In the Subaru Outback post, at what mileage was the seeping head gasket diagnosed?

» **Excerpted text**

○ ○ ○ ○ ○

2003 Subaru Outback Head Gasket Seeping

My 2003 Subaru Outback was diagnosed with a seeping head gasket at 105k miles. There has been no overheating or engine failure, and I haven’t driven the car since finding out so I hope there is no permanent engine damage. My question is, is this car worth repairing? I know head gasket repairs can run into the thousands, and I don’t know if its worth the investment on a 20 year old car even though the miles are pretty low. Does anyone have any experience with how long their subaru lasted after repairing this issue and if it seemed to be worth it? Also what would be a reasonable mechanics offer to repair this? Any help is greatly appreciated!

○ ○ ○ ○ ○

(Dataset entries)

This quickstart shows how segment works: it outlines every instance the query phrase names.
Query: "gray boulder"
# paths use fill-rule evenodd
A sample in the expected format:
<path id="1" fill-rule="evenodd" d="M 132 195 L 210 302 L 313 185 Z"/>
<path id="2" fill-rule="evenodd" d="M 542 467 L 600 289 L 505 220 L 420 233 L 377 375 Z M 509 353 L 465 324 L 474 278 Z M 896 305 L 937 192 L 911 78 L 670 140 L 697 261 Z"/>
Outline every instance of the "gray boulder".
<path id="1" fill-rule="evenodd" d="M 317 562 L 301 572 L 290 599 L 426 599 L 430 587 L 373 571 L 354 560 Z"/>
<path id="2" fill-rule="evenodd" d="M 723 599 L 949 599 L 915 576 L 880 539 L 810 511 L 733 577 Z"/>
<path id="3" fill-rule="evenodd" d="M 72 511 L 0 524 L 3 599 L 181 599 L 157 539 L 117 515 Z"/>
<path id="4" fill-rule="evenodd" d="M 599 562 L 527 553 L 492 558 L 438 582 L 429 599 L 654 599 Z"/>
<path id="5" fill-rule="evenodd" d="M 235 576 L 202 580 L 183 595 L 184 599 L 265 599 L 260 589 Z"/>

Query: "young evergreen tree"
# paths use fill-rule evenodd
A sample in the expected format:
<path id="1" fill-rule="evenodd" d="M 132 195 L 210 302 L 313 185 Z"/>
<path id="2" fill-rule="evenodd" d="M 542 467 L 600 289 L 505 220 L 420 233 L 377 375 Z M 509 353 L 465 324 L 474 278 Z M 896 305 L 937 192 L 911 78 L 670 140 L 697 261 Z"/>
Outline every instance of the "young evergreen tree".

○ ○ ○ ○ ○

» **Exercise answer**
At 105k miles.